# [What this task involves]
Give all of the data below again exactly, and drop the images.

# [Data for review]
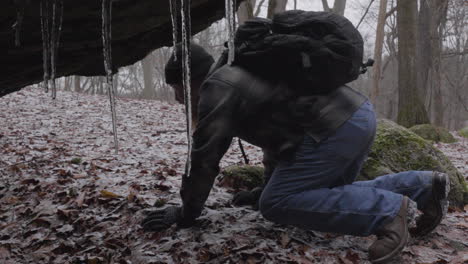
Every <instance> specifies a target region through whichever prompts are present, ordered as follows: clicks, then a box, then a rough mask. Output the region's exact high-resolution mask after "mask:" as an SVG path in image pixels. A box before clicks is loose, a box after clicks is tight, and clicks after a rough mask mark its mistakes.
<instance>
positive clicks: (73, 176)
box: [73, 174, 88, 179]
mask: <svg viewBox="0 0 468 264" xmlns="http://www.w3.org/2000/svg"><path fill="white" fill-rule="evenodd" d="M86 177H88V176H87V175H85V174H73V179H83V178H86Z"/></svg>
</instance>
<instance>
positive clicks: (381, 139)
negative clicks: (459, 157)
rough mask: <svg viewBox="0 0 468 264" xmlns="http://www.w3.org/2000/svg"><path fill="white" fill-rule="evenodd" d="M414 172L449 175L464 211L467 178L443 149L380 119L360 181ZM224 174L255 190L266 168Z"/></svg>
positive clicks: (388, 120)
mask: <svg viewBox="0 0 468 264" xmlns="http://www.w3.org/2000/svg"><path fill="white" fill-rule="evenodd" d="M410 170H420V171H421V170H428V171H441V172H445V173H448V174H449V175H450V180H451V191H450V194H449V200H450V204H451V205H453V206H457V207H460V208H463V205H464V204H466V198H467V197H468V190H467V186H466V182H465V180H464V178H463V175H462V174H461V173H460V172H459V171H458V170H457V169H456V168H455V167H454V166H453V165H452V163H451V162H450V161H449V160H448V159H447V157H446V156H445V155H444V154H443V153H442V152H441V151H440V150H438V149H437V148H435V147H434V146H433V145H432V143H431V142H429V141H426V140H424V139H423V138H421V137H419V136H418V135H416V134H414V133H413V132H411V131H410V130H409V129H406V128H404V127H402V126H399V125H398V124H396V123H394V122H392V121H389V120H385V119H381V120H379V121H378V128H377V135H376V138H375V141H374V145H373V146H372V150H371V153H370V154H369V158H368V159H367V161H366V162H365V163H364V166H363V168H362V170H361V175H359V176H358V180H370V179H374V178H376V177H378V176H381V175H385V174H390V173H396V172H402V171H410ZM223 175H224V178H223V181H224V182H227V183H228V184H226V185H227V186H229V187H234V188H239V187H240V188H242V187H247V188H244V189H252V188H254V187H256V186H253V184H257V183H258V184H259V185H260V184H261V182H262V180H261V179H262V175H263V169H262V168H261V167H258V166H231V167H229V168H226V169H225V172H223Z"/></svg>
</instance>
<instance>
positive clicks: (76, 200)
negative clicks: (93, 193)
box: [75, 191, 86, 207]
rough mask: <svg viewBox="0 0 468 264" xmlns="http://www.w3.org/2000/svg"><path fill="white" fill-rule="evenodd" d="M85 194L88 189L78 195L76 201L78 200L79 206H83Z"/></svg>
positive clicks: (77, 203)
mask: <svg viewBox="0 0 468 264" xmlns="http://www.w3.org/2000/svg"><path fill="white" fill-rule="evenodd" d="M85 196H86V191H84V192H81V193H80V195H78V198H76V200H75V201H76V205H78V207H82V206H83V202H84V198H85Z"/></svg>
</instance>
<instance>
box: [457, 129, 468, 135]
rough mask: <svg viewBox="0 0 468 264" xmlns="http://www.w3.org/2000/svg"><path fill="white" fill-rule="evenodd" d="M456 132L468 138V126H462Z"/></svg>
mask: <svg viewBox="0 0 468 264" xmlns="http://www.w3.org/2000/svg"><path fill="white" fill-rule="evenodd" d="M458 134H459V135H460V136H462V137H464V138H468V127H464V128H462V129H460V130H459V131H458Z"/></svg>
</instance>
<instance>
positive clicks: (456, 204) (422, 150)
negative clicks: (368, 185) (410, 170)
mask: <svg viewBox="0 0 468 264" xmlns="http://www.w3.org/2000/svg"><path fill="white" fill-rule="evenodd" d="M409 170H428V171H441V172H445V173H448V174H449V176H450V180H451V191H450V194H449V200H450V203H451V205H454V206H458V207H463V205H464V203H465V202H466V201H464V199H465V197H466V196H467V186H466V182H465V180H464V178H463V175H462V174H461V173H460V172H459V171H458V170H457V169H456V168H455V167H454V166H453V165H452V163H451V162H450V161H449V160H448V158H447V157H446V156H445V155H444V154H443V153H442V152H441V151H440V150H438V149H437V148H435V147H434V146H433V145H432V143H431V142H429V141H427V140H424V139H423V138H421V137H420V136H418V135H416V134H414V133H413V132H411V131H410V130H409V129H406V128H404V127H402V126H400V125H398V124H396V123H394V122H392V121H389V120H385V119H380V120H379V121H378V127H377V136H376V138H375V141H374V145H373V146H372V150H371V153H370V154H369V158H368V159H367V161H366V163H365V164H364V166H363V168H362V171H361V176H360V177H359V179H361V180H366V179H373V178H375V177H377V176H380V175H384V174H387V173H393V172H401V171H409ZM464 196H465V197H464Z"/></svg>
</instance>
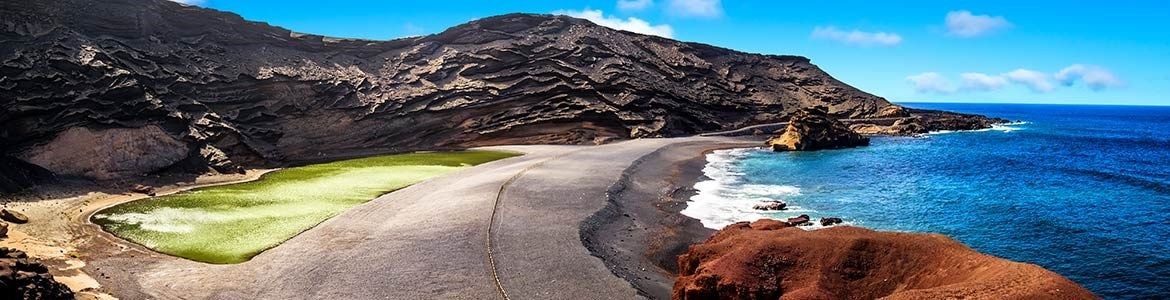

# [Written reply]
Every <instance> specifies a target region through whichever prompts are present, ordered as follows: clicks, then a box, then a rough mask. Output the region's exact high-resolution mask after "mask:" as an SVG path in image pixels. A box before clicks is loose, a box after clicks is tight, and clicks after a rough mask mark its mistakes.
<instance>
positive clicks: (73, 176)
box: [73, 174, 88, 179]
mask: <svg viewBox="0 0 468 264" xmlns="http://www.w3.org/2000/svg"><path fill="white" fill-rule="evenodd" d="M86 177H88V176H87V175H85V174H73V179H83V178H86Z"/></svg>
</instance>
<instance>
positive clicks: (381, 139)
negative clicks: (459, 157)
rough mask: <svg viewBox="0 0 468 264" xmlns="http://www.w3.org/2000/svg"><path fill="white" fill-rule="evenodd" d="M414 172L449 175L464 211L467 178L443 149L380 119L360 181ZM224 174L255 190L266 168Z"/></svg>
positive clicks: (388, 120)
mask: <svg viewBox="0 0 468 264" xmlns="http://www.w3.org/2000/svg"><path fill="white" fill-rule="evenodd" d="M410 170H420V171H421V170H428V171H441V172H445V173H448V174H449V175H450V180H451V191H450V194H449V200H450V204H451V205H453V206H457V207H460V208H463V205H464V204H466V198H467V197H468V190H467V186H466V182H465V180H464V178H463V175H462V174H461V173H460V172H459V171H458V170H457V169H456V168H455V167H454V166H453V165H452V163H451V162H450V161H449V160H448V159H447V157H446V156H445V155H444V154H443V153H442V152H441V151H440V150H438V149H437V148H435V147H434V146H433V145H432V143H431V142H429V141H426V140H424V139H423V138H421V137H419V136H418V135H416V134H414V133H413V132H411V131H410V130H409V129H406V128H404V127H402V126H399V125H398V124H396V123H394V122H392V121H389V120H385V119H381V120H379V121H378V128H377V135H376V138H375V141H374V145H373V146H372V150H371V153H370V154H369V158H368V159H367V161H366V162H365V163H364V166H363V168H362V170H361V175H359V176H358V180H370V179H374V178H376V177H378V176H381V175H385V174H390V173H396V172H402V171H410ZM223 175H224V178H223V181H224V182H227V183H228V184H226V185H227V186H229V187H234V188H239V187H240V188H242V187H247V188H244V189H252V188H254V187H256V186H253V184H257V183H258V184H259V185H260V184H261V182H262V180H261V179H262V175H263V169H262V168H261V167H258V166H231V167H229V168H226V169H225V172H223Z"/></svg>
</instance>
<instance>
positive clicks: (76, 200)
negative clicks: (93, 193)
box: [75, 191, 86, 207]
rough mask: <svg viewBox="0 0 468 264" xmlns="http://www.w3.org/2000/svg"><path fill="white" fill-rule="evenodd" d="M85 194L88 189L78 195L76 201L78 200L79 206H83Z"/></svg>
positive clicks: (77, 203)
mask: <svg viewBox="0 0 468 264" xmlns="http://www.w3.org/2000/svg"><path fill="white" fill-rule="evenodd" d="M85 196H86V191H84V192H81V193H80V195H78V198H76V200H75V201H76V205H78V207H82V206H83V202H84V198H85Z"/></svg>
</instance>
<instance>
box: [457, 129, 468, 135]
rough mask: <svg viewBox="0 0 468 264" xmlns="http://www.w3.org/2000/svg"><path fill="white" fill-rule="evenodd" d="M456 132L468 138V126H462Z"/></svg>
mask: <svg viewBox="0 0 468 264" xmlns="http://www.w3.org/2000/svg"><path fill="white" fill-rule="evenodd" d="M458 134H459V135H460V136H462V137H464V138H468V127H464V128H462V129H460V130H459V131H458Z"/></svg>
</instance>
<instance>
positive clicks: (456, 204) (422, 150)
negative clicks: (368, 185) (410, 170)
mask: <svg viewBox="0 0 468 264" xmlns="http://www.w3.org/2000/svg"><path fill="white" fill-rule="evenodd" d="M409 170H428V171H441V172H445V173H448V174H449V176H450V180H451V191H450V194H449V200H450V203H451V205H454V206H458V207H463V205H464V203H465V202H466V201H464V199H465V197H466V196H467V186H466V182H465V180H464V178H463V175H462V174H461V173H460V172H459V171H458V170H457V169H456V168H455V167H454V166H453V165H452V163H451V162H450V161H449V160H448V158H447V157H446V156H445V155H444V154H443V153H442V152H441V151H440V150H438V149H437V148H435V147H434V146H433V145H432V143H431V142H429V141H427V140H424V139H423V138H421V137H420V136H418V135H416V134H414V133H413V132H411V131H410V130H409V129H406V128H404V127H402V126H400V125H398V124H396V123H394V122H392V121H389V120H385V119H380V120H379V121H378V127H377V136H376V138H375V141H374V145H373V146H372V150H371V153H370V154H369V158H368V159H367V161H366V163H365V164H364V166H363V168H362V171H361V176H360V177H359V179H361V180H366V179H373V178H375V177H377V176H380V175H384V174H387V173H393V172H401V171H409ZM464 196H465V197H464Z"/></svg>
</instance>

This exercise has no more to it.